##### TEXTE FOURNI

Au contraire le succès de l’Évolution Créatrice fut presque instantané, dépassa considérablement le cercle étroit des philosophes, envahit la grande presse et le grand public. Le caractère dramatique de cette exposition cosmogonique, les interprétations hardies et profondes que l’auteur donnait de théories biologiques elles-mêmes très actuelles et très discutées, la restauration de la grande métaphysique, de cette synthèse de Kant et de Spencer vainement espérée jusqu’alors, le plein épanouissement d’un talent littéraire qui portait à sa perfection le génie français de l’exposition ordonnée et claire, tout cela révéla d’un coup, par une sorte d’explosion brusque, qu’un grand nom s’ajoutait à la chaîne des vrais inventeurs philosophiques.

##########

- **CONSIGNE**
Recopiez intégralement le passage ci-dessus sur le succès de l’Évolution Créatrice, sans en modifier un seul mot ni signe.

##### DONNÉES AFFICHÉES

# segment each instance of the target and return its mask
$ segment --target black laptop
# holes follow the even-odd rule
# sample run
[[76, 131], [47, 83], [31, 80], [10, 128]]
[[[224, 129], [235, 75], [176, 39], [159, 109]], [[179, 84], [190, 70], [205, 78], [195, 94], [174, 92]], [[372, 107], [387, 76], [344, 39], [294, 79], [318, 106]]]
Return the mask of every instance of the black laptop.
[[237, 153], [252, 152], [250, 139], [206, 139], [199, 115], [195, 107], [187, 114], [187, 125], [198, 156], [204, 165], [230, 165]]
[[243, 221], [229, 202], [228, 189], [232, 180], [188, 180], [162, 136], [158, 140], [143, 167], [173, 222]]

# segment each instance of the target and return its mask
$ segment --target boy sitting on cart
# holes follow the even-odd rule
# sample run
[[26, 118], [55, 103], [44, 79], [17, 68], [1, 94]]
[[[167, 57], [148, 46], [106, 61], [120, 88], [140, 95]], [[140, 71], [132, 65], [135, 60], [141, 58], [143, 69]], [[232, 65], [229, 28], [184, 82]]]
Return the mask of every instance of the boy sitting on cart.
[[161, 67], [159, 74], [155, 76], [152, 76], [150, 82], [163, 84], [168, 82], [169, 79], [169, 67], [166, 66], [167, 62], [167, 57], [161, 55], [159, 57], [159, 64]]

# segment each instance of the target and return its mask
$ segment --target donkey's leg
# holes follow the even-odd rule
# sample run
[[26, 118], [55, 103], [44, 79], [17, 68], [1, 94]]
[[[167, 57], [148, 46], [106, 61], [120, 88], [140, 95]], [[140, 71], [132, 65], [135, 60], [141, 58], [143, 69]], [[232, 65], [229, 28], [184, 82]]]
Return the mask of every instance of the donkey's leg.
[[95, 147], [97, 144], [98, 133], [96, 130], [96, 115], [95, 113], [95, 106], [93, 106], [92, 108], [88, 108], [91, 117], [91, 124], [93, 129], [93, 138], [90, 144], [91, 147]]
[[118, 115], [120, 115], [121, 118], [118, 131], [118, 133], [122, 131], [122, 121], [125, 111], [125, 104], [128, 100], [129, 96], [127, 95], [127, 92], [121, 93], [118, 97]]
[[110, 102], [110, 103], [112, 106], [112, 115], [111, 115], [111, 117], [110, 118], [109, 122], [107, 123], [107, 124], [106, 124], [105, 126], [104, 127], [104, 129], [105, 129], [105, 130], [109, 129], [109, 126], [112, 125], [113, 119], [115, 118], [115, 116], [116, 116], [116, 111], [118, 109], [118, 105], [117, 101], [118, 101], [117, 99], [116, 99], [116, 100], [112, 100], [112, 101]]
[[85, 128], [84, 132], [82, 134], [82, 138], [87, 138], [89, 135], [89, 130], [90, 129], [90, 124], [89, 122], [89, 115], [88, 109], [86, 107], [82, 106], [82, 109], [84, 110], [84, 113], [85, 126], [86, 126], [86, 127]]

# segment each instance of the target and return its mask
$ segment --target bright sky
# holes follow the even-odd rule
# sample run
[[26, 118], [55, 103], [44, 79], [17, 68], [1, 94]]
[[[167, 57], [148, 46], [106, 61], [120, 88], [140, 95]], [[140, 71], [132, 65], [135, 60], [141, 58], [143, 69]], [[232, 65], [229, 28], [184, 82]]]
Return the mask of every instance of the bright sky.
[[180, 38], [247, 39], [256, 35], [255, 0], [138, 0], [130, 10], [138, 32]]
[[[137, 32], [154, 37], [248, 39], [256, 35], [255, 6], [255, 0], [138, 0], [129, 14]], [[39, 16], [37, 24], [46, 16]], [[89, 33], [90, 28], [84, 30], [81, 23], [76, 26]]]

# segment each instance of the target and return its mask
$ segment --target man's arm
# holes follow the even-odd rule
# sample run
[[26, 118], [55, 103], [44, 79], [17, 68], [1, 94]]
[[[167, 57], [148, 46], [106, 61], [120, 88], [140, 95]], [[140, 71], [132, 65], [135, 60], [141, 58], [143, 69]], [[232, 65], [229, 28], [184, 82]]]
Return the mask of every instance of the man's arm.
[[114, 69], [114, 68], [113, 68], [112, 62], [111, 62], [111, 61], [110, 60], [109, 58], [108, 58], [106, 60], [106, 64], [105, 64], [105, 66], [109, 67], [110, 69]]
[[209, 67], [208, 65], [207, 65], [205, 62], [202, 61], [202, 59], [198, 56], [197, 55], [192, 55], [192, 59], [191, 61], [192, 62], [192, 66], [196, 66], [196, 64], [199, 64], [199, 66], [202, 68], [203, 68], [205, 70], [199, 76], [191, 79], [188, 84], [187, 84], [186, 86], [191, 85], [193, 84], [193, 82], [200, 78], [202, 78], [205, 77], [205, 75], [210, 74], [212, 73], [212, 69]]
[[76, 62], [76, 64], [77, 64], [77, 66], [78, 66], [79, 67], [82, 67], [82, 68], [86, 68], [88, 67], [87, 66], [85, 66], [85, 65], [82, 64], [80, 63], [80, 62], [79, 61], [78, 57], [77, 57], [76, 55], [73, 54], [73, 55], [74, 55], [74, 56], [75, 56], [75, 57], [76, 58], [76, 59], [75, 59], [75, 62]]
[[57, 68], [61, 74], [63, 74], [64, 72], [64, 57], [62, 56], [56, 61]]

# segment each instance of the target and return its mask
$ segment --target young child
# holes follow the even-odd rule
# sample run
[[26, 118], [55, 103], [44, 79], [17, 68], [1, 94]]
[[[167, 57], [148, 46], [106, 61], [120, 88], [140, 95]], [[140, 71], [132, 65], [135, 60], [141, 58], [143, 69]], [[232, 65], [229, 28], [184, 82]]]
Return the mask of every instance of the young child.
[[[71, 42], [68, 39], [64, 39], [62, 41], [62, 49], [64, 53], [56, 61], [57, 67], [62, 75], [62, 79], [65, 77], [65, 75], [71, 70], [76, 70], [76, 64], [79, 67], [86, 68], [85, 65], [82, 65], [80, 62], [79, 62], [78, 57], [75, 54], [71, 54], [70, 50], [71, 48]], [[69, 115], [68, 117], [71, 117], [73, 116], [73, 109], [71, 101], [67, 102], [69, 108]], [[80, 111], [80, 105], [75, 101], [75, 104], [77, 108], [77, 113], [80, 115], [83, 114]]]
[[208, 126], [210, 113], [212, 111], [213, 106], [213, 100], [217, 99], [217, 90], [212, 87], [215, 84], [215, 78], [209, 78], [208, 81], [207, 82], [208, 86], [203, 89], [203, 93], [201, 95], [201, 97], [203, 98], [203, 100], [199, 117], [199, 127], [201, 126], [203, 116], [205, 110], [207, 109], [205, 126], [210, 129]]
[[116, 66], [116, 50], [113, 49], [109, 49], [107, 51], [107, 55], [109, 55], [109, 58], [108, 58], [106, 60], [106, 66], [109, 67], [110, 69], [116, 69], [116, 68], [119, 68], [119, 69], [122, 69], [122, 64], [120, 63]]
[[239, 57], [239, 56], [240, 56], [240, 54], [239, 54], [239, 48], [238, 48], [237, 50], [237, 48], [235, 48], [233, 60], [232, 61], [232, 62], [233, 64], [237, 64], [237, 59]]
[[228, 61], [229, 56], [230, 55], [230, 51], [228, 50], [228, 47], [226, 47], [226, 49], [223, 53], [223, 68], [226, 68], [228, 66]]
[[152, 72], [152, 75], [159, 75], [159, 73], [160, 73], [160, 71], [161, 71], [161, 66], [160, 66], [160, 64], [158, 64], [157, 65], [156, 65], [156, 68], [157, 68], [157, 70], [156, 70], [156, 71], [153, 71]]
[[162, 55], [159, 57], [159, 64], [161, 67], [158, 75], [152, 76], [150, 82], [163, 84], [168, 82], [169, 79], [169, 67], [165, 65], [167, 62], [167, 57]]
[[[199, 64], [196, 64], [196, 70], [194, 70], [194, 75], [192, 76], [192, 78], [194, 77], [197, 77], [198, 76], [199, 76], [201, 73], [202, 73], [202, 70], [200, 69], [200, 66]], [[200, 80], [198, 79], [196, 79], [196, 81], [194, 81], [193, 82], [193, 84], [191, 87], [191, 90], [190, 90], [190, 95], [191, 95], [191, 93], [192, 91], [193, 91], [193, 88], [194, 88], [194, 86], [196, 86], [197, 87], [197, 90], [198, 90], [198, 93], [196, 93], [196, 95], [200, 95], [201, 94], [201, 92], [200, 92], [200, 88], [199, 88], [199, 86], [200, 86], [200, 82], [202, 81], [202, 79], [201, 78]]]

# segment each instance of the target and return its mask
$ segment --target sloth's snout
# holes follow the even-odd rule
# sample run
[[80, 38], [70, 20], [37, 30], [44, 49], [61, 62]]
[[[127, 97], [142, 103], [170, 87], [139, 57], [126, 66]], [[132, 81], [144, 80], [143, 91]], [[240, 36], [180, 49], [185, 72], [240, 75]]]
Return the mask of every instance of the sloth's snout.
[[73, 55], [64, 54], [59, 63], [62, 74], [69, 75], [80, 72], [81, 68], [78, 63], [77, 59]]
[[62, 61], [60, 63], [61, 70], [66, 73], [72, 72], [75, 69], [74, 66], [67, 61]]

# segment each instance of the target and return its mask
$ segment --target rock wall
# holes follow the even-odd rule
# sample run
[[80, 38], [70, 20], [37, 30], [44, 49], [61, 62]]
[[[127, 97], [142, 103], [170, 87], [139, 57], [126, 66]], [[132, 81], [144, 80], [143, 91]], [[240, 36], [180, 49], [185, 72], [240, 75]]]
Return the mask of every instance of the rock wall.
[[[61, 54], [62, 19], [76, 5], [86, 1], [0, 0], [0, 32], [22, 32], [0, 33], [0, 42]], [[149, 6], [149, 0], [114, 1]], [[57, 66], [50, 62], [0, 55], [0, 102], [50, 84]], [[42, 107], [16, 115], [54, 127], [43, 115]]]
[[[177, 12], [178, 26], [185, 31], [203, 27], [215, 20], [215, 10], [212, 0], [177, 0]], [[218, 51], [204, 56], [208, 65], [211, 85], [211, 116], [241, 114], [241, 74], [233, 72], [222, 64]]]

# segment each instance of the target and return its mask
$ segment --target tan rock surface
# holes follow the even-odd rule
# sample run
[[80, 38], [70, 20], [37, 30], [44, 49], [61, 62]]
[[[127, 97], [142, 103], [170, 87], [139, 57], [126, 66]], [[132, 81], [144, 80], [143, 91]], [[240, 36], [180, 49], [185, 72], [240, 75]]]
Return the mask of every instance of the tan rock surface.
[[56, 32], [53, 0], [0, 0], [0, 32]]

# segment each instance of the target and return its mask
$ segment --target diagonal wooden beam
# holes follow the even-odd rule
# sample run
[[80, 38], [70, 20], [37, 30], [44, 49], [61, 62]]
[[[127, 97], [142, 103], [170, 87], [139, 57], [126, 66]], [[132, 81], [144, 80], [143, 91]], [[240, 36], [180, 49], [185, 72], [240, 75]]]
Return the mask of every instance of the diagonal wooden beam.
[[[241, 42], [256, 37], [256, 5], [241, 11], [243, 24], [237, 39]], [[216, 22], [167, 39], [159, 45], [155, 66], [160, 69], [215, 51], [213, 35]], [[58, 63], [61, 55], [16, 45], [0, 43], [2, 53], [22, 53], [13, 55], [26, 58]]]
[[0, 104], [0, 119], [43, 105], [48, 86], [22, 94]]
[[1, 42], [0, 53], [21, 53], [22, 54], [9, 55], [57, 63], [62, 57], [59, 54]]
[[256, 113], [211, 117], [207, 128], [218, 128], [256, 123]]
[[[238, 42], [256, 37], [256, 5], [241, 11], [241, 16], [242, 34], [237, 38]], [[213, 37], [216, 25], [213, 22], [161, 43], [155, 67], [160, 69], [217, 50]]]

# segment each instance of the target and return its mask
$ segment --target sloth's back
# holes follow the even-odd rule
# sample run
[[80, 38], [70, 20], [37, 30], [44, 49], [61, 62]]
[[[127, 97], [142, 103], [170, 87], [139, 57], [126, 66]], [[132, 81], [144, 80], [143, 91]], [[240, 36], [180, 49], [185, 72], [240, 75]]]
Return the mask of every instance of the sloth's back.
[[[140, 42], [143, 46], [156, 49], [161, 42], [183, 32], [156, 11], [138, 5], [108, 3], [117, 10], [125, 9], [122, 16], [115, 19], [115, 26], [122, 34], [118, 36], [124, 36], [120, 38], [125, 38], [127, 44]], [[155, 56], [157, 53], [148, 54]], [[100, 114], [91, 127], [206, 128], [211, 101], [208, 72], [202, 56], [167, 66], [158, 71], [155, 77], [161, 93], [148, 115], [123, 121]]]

##########

- **VOTRE RÉPONSE**
Au contraire le succès de l’Évolution Créatrice fut presque instantané, dépassa considérablement le cercle étroit des philosophes, envahit la grande presse et le grand public. Le caractère dramatique de cette exposition cosmogonique, les interprétations hardies et profondes que l’auteur donnait de théories biologiques elles-mêmes très actuelles et très discutées, la restauration de la grande métaphysique, de cette synthèse de Kant et de Spencer vainement espérée jusqu’alors, le plein épanouissement d’un talent littéraire qui portait à sa perfection le génie français de l’exposition ordonnée et claire, tout cela révéla d’un coup, par une sorte d’explosion brusque, qu’un grand nom s’ajoutait à la chaîne des vrais inventeurs philosophiques.